• MATERIAL PROVIDED

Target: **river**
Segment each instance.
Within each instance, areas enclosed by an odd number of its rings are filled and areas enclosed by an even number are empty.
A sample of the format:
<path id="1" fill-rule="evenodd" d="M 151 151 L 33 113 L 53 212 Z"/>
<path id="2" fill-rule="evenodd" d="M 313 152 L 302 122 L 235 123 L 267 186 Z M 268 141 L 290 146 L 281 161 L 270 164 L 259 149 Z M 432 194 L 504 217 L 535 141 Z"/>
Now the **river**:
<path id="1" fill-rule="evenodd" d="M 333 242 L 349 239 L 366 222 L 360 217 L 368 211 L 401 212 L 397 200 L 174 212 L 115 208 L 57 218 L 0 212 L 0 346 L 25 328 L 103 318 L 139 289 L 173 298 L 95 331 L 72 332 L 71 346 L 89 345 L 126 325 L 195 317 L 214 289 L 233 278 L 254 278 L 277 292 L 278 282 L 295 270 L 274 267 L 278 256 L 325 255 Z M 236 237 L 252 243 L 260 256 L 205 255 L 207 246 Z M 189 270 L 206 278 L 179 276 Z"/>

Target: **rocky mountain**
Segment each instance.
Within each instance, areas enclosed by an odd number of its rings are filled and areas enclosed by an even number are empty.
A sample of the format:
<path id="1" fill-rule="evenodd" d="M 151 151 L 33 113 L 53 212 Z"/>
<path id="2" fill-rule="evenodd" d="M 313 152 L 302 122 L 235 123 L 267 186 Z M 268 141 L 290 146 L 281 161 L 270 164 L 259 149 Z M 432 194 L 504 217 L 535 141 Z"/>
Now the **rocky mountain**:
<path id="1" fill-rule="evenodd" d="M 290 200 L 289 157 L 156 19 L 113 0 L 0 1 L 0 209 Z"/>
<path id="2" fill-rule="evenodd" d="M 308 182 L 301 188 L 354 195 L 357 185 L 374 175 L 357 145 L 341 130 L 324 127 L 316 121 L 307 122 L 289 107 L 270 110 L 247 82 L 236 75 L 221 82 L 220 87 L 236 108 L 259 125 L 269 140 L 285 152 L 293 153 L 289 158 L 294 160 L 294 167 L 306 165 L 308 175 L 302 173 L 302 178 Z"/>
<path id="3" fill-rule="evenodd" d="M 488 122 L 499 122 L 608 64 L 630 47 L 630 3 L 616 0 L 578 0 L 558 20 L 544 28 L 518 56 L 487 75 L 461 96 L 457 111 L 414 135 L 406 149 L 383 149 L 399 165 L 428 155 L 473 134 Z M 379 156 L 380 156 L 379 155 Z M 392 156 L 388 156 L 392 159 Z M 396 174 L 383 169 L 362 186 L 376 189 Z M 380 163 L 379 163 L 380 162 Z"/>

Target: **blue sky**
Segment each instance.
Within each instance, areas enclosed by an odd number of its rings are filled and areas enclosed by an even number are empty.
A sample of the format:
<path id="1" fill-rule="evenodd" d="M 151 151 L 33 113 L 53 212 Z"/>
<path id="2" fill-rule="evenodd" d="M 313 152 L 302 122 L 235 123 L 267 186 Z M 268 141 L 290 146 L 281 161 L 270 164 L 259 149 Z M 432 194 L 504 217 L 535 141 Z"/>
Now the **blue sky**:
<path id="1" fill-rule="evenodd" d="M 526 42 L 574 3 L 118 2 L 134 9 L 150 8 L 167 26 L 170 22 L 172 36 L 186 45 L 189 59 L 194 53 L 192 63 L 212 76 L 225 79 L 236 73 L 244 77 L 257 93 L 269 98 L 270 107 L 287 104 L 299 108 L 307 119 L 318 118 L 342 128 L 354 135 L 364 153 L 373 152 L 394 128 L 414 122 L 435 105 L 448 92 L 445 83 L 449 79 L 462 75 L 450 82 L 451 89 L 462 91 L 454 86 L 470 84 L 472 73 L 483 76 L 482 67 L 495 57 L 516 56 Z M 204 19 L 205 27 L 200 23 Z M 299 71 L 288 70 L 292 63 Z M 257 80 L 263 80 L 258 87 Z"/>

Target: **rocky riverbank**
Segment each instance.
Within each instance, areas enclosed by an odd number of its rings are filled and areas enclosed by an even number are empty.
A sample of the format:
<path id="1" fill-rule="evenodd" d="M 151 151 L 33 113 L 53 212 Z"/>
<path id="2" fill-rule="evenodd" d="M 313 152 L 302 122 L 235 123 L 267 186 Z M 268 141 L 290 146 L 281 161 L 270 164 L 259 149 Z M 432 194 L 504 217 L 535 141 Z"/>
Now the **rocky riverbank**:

• TASK
Transcribe every entry verbatim.

• ANSWER BOX
Target: **river**
Segment each instance.
Within each instance, areas enclosed by an odd number of its rings are filled and areas enclosed by an even number are empty.
A sample of the format:
<path id="1" fill-rule="evenodd" d="M 151 151 L 33 113 L 53 212 Z"/>
<path id="2" fill-rule="evenodd" d="M 313 152 L 302 122 L 235 123 L 267 186 Z M 268 141 L 290 146 L 281 161 L 270 164 L 259 149 Z M 432 194 L 504 217 L 535 141 Z"/>
Now the **river**:
<path id="1" fill-rule="evenodd" d="M 333 242 L 349 239 L 366 222 L 360 217 L 368 211 L 401 212 L 397 200 L 174 212 L 115 208 L 57 218 L 0 212 L 0 346 L 25 328 L 103 318 L 139 289 L 173 298 L 95 331 L 72 332 L 71 346 L 89 345 L 126 325 L 195 317 L 214 289 L 233 278 L 254 278 L 277 292 L 278 282 L 295 270 L 274 267 L 278 256 L 325 255 Z M 236 237 L 252 243 L 260 256 L 205 255 L 207 246 Z M 189 270 L 206 278 L 179 276 Z"/>

Target: **rocky mountain**
Segment each instance.
Within each instance, areas enclosed by an odd number of its rings are filled and areas enclosed by an even number are empty.
A sample of the format:
<path id="1" fill-rule="evenodd" d="M 151 151 L 33 113 L 53 212 Z"/>
<path id="2" fill-rule="evenodd" d="M 313 152 L 302 122 L 235 123 L 267 186 Z M 268 141 L 290 146 L 281 161 L 270 164 L 259 149 Z M 432 194 L 504 217 L 535 141 Z"/>
Now the **rocky mountain**:
<path id="1" fill-rule="evenodd" d="M 290 200 L 289 157 L 156 19 L 113 0 L 0 1 L 0 209 Z"/>
<path id="2" fill-rule="evenodd" d="M 308 182 L 301 188 L 354 195 L 357 185 L 374 175 L 357 145 L 341 130 L 324 127 L 316 121 L 307 122 L 289 107 L 270 110 L 247 82 L 236 75 L 221 82 L 220 87 L 236 108 L 259 125 L 269 140 L 285 152 L 293 153 L 289 158 L 294 160 L 294 167 L 306 165 L 308 175 L 302 173 L 302 178 Z"/>
<path id="3" fill-rule="evenodd" d="M 488 122 L 499 122 L 608 64 L 630 47 L 630 3 L 616 0 L 578 0 L 558 20 L 544 28 L 518 56 L 487 75 L 461 96 L 457 111 L 414 135 L 406 149 L 383 149 L 399 165 L 428 155 L 473 134 Z M 379 156 L 380 156 L 379 155 Z M 392 156 L 388 156 L 392 159 Z M 396 174 L 383 169 L 362 186 L 376 189 Z M 380 163 L 379 163 L 380 162 Z"/>

Target: **blue sky**
Segment each instance.
Within each instance, areas enclosed by an odd number of its rings are filled and areas enclosed by an even number are empty.
A sample of the format:
<path id="1" fill-rule="evenodd" d="M 151 151 L 33 113 L 53 212 Z"/>
<path id="2" fill-rule="evenodd" d="M 313 152 L 302 122 L 235 123 L 267 186 Z M 268 141 L 290 146 L 281 161 L 270 164 L 259 149 Z M 432 194 L 504 217 L 535 141 Z"/>
Now the **blue sky**:
<path id="1" fill-rule="evenodd" d="M 526 42 L 574 3 L 118 2 L 134 9 L 150 8 L 167 26 L 170 22 L 172 36 L 186 45 L 189 59 L 194 53 L 192 63 L 212 76 L 225 79 L 236 73 L 244 77 L 257 93 L 269 98 L 270 107 L 287 104 L 299 108 L 307 119 L 318 118 L 342 128 L 354 135 L 364 153 L 373 152 L 394 128 L 414 122 L 435 105 L 448 92 L 445 83 L 449 79 L 462 75 L 450 82 L 451 89 L 462 91 L 454 86 L 470 84 L 472 73 L 483 76 L 482 67 L 495 57 L 516 56 Z M 204 19 L 205 27 L 200 23 Z M 299 71 L 288 70 L 292 63 Z M 257 80 L 263 80 L 258 87 Z"/>

Target: **rocky riverbank**
Segment each instance.
Within each instance, areas enclosed by an odd number of its rings are filled and areas enclosed by an even number are empty.
A sample of the format:
<path id="1" fill-rule="evenodd" d="M 151 151 L 33 113 L 53 212 Z"/>
<path id="2" fill-rule="evenodd" d="M 313 152 L 302 122 L 235 123 L 267 186 Z M 268 141 L 290 146 L 281 161 L 270 164 L 259 149 Z M 432 194 L 504 217 L 535 141 Z"/>
Now the **rocky riverbank**:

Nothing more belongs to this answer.